▶ **PROMPT**
Give back exactly the stretch of data below from the line holding "the man's face" through the line holding "of the animal", both ends included, and leave the remaining lines out.
━━━━━━
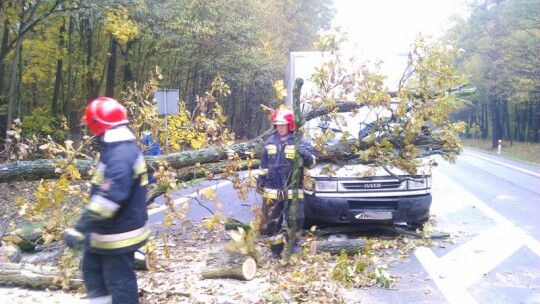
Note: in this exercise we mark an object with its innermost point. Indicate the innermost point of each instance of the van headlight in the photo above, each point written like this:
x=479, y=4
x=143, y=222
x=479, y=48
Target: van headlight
x=417, y=183
x=326, y=186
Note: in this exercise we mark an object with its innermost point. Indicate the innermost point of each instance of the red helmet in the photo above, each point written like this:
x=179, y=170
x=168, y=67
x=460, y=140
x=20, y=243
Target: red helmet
x=103, y=113
x=283, y=117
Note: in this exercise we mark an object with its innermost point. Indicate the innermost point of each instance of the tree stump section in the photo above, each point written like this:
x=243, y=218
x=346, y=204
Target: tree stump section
x=350, y=246
x=229, y=265
x=35, y=276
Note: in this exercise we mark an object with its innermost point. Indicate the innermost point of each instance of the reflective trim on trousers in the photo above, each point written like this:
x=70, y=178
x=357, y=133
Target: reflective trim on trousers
x=120, y=240
x=101, y=300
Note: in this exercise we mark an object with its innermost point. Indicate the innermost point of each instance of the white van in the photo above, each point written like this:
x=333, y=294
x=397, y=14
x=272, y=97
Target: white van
x=355, y=192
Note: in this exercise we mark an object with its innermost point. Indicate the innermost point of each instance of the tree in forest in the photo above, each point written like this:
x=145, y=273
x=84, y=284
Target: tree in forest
x=501, y=40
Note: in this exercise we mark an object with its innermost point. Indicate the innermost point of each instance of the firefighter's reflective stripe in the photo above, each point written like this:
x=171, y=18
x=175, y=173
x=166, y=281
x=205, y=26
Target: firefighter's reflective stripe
x=102, y=206
x=100, y=300
x=139, y=169
x=99, y=175
x=290, y=152
x=314, y=163
x=278, y=194
x=120, y=240
x=272, y=149
x=276, y=239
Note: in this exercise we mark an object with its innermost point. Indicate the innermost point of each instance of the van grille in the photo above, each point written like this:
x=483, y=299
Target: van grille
x=372, y=205
x=371, y=185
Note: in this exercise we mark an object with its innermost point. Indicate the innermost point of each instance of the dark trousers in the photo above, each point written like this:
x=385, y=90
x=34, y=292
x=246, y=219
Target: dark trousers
x=111, y=275
x=273, y=211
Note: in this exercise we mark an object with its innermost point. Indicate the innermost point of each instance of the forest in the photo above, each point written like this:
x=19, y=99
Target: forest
x=227, y=59
x=57, y=55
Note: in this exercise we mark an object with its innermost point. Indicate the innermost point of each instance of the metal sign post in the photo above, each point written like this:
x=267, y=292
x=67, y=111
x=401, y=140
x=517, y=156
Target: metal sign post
x=167, y=102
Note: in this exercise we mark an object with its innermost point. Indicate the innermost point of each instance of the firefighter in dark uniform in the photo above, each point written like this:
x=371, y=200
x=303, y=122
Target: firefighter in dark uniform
x=275, y=179
x=113, y=224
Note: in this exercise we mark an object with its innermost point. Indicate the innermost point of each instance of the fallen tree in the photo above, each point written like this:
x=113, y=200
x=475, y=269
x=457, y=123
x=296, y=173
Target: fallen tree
x=35, y=276
x=212, y=159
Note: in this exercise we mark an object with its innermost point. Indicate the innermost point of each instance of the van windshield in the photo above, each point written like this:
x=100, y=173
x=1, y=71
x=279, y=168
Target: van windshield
x=346, y=125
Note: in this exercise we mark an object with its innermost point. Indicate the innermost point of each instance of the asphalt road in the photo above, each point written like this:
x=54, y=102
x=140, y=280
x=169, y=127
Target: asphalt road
x=490, y=207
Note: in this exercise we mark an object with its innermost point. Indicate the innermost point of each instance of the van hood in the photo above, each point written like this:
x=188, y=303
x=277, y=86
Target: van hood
x=360, y=170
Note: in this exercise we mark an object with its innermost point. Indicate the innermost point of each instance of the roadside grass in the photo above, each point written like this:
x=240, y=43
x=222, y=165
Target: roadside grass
x=526, y=152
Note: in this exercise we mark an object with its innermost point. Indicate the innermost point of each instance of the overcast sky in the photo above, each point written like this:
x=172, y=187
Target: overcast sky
x=384, y=29
x=389, y=26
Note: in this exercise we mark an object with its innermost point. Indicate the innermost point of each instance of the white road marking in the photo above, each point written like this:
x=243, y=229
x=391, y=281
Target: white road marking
x=456, y=271
x=502, y=164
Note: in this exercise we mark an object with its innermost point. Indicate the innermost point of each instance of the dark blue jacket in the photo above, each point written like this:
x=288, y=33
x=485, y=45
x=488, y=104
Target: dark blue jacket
x=115, y=217
x=277, y=162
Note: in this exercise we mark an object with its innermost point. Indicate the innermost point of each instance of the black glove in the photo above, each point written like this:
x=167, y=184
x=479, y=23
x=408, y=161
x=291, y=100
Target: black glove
x=73, y=238
x=261, y=180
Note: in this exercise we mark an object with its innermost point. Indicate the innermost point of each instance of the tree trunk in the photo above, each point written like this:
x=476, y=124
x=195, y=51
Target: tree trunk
x=35, y=276
x=229, y=265
x=111, y=69
x=58, y=78
x=189, y=160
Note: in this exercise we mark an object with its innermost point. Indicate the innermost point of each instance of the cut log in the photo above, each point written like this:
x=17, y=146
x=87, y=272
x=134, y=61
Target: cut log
x=229, y=265
x=350, y=246
x=35, y=276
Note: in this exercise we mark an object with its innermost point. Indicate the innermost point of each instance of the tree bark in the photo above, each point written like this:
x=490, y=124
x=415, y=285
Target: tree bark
x=188, y=161
x=35, y=276
x=229, y=265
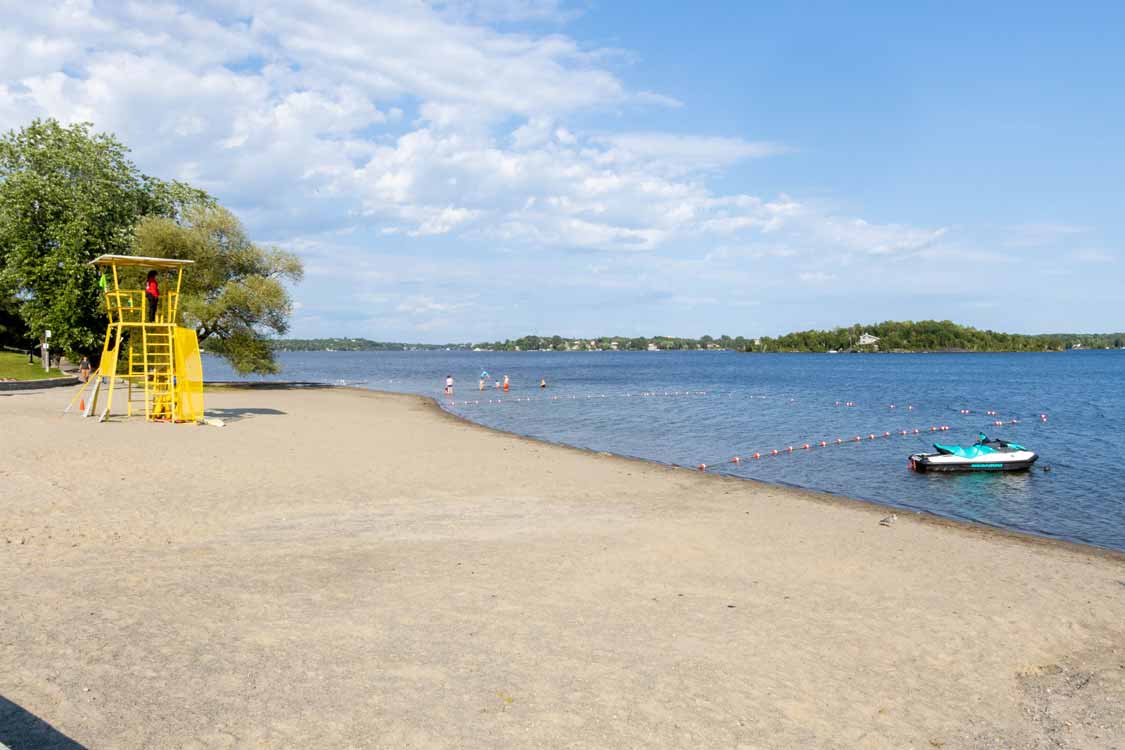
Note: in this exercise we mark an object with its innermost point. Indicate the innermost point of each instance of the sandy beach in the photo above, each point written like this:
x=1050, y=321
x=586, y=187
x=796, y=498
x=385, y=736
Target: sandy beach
x=348, y=569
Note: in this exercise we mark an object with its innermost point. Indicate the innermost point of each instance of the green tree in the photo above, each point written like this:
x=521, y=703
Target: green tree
x=66, y=197
x=235, y=294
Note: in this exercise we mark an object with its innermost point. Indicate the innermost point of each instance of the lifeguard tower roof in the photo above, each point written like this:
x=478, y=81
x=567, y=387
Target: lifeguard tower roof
x=140, y=261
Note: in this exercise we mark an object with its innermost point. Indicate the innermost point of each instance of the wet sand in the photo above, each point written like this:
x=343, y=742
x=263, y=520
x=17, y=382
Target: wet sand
x=349, y=569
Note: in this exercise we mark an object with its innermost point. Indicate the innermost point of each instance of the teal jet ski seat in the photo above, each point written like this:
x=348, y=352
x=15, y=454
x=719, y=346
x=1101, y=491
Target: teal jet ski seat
x=961, y=451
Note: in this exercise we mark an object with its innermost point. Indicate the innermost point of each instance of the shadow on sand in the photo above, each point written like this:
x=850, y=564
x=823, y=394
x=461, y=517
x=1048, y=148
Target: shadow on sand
x=235, y=414
x=20, y=730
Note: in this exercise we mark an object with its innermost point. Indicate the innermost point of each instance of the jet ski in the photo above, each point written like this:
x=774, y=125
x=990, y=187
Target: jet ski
x=986, y=454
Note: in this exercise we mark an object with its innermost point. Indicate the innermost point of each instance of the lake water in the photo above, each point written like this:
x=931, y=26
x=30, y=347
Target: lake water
x=707, y=407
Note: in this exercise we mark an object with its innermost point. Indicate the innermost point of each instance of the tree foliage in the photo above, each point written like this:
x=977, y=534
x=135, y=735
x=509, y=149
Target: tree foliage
x=235, y=294
x=928, y=336
x=68, y=196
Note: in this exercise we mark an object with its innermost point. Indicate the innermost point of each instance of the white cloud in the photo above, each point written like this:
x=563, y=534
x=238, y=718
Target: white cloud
x=340, y=129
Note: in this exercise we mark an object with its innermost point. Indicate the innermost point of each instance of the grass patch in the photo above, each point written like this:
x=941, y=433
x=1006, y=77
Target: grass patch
x=14, y=367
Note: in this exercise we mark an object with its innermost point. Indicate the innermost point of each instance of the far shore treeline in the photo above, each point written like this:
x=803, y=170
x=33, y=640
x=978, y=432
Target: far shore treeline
x=892, y=336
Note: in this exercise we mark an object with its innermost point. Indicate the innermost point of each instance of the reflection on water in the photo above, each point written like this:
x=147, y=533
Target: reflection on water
x=692, y=407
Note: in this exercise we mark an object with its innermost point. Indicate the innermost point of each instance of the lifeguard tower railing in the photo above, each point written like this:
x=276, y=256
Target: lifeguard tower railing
x=156, y=360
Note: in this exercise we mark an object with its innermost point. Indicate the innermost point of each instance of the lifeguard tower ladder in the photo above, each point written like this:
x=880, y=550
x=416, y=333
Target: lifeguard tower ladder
x=158, y=360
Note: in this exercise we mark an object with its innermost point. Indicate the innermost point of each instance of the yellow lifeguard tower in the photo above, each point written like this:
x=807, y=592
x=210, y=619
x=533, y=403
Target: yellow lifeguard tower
x=158, y=360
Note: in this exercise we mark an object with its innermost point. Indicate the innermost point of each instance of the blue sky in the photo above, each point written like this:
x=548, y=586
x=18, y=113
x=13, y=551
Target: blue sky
x=467, y=171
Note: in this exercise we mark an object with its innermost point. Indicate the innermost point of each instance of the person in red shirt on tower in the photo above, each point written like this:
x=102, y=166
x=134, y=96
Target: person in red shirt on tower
x=152, y=295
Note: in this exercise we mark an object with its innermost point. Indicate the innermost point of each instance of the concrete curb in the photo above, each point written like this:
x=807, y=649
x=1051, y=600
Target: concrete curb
x=33, y=385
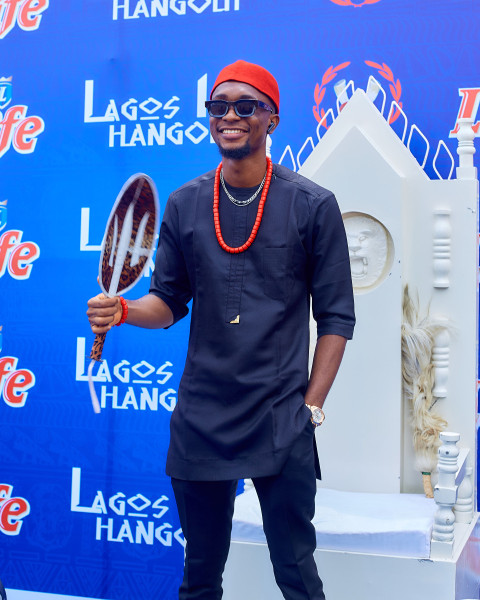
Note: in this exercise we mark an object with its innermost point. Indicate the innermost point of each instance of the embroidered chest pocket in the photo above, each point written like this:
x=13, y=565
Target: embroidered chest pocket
x=277, y=272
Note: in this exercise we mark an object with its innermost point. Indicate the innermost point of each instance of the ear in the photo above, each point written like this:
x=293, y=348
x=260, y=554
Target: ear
x=274, y=120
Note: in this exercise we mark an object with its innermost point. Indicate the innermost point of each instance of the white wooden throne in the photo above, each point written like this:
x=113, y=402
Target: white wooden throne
x=377, y=534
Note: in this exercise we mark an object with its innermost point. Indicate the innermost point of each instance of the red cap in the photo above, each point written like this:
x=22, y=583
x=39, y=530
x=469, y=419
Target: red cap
x=252, y=74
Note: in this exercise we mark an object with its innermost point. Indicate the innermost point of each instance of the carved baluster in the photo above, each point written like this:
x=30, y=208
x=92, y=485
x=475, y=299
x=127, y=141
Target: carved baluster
x=440, y=361
x=442, y=238
x=464, y=504
x=445, y=495
x=466, y=150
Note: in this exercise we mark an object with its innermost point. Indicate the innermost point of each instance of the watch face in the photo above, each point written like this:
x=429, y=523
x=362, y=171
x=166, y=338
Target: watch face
x=318, y=416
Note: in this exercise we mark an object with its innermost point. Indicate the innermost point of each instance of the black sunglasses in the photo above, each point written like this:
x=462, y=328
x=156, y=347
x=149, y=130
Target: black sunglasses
x=243, y=107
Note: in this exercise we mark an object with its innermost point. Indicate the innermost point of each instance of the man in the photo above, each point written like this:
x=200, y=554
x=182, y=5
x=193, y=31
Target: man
x=250, y=243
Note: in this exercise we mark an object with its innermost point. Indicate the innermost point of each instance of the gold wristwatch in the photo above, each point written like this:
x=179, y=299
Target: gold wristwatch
x=318, y=416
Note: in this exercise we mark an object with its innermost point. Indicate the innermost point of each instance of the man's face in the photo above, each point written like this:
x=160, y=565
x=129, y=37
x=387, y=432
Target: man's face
x=239, y=137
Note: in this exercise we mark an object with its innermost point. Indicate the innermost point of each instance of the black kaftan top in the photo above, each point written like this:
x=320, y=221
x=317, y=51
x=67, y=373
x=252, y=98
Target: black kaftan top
x=241, y=397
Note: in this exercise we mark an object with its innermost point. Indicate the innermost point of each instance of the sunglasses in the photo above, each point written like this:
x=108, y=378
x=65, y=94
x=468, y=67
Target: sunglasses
x=243, y=107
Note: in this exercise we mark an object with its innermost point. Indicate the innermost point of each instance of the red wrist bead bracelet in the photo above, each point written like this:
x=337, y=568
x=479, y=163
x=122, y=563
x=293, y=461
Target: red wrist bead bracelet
x=124, y=311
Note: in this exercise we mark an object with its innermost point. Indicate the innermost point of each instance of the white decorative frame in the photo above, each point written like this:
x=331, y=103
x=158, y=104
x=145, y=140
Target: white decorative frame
x=365, y=443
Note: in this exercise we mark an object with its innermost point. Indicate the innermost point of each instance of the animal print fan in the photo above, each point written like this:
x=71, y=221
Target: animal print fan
x=127, y=247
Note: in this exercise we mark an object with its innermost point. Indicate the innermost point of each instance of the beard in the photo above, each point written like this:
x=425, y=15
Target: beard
x=235, y=153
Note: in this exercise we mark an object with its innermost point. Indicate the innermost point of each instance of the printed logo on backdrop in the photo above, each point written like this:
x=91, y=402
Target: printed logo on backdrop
x=470, y=99
x=340, y=87
x=149, y=121
x=16, y=256
x=16, y=128
x=355, y=3
x=131, y=518
x=136, y=9
x=13, y=510
x=126, y=386
x=27, y=14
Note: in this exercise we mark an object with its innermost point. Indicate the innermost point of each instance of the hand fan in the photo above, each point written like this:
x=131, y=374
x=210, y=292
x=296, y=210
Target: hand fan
x=127, y=247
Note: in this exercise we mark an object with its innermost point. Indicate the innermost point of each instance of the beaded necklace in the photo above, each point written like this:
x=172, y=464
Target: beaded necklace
x=258, y=219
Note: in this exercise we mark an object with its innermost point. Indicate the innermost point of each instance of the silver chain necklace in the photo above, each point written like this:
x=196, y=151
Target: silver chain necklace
x=242, y=202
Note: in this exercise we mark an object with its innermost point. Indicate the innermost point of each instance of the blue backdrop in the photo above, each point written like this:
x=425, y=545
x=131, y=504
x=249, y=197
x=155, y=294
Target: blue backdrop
x=92, y=91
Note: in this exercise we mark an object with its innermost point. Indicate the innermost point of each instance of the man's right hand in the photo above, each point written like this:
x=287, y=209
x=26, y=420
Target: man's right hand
x=103, y=313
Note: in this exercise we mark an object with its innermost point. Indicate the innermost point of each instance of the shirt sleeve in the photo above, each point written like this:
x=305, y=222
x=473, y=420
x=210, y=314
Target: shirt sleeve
x=170, y=280
x=329, y=270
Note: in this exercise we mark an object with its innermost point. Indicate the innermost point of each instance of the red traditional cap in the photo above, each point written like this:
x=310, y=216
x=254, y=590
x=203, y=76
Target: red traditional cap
x=252, y=74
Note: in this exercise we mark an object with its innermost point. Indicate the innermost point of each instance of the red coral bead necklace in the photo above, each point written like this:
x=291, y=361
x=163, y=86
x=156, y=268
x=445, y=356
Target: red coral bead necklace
x=258, y=219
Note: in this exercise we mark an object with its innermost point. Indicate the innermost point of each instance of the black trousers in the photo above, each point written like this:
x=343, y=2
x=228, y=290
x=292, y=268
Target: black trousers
x=287, y=501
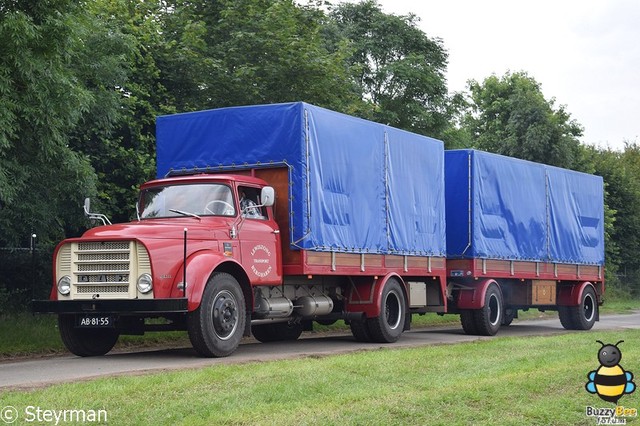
━━━━━━
▶ **SOLUTION**
Note: in this exercise we mark an object with its innermost point. Indicate the innermost point of each instance of the man's face in the photo above, each point written like this:
x=160, y=565
x=129, y=37
x=387, y=432
Target: man's face
x=239, y=137
Note: in this exercise we mark an object with its innermost point. Indicate the innermost point of each instance of the black kaftan top in the photo above, each point written like this:
x=320, y=221
x=317, y=51
x=67, y=373
x=252, y=98
Target: black kaftan top
x=241, y=397
Note: in this exercise we mark an object with its innermost point. Indicate the innermost point of each instance of the sunglasses in the photo above, each point written like this:
x=108, y=378
x=65, y=94
x=468, y=67
Target: sunglasses
x=243, y=107
Note: in this exercise we mark an object with its innermost point. Indicate the innermost point of each instance of the red wrist bead bracelet in the photo above, each point written like this:
x=337, y=568
x=479, y=163
x=122, y=563
x=293, y=461
Target: red wrist bead bracelet
x=124, y=311
Note: in this exercise we mark an object with its innermost point. Indicate the innermost point of each instance of the white decorative frame in the photo above, each point written like this:
x=331, y=103
x=158, y=104
x=145, y=140
Target: white decorative frame
x=365, y=443
Note: in this exercise we mark an object with its innermost point. Indicate the innermost point of each instance of the animal print fan in the photo above, each point written like this:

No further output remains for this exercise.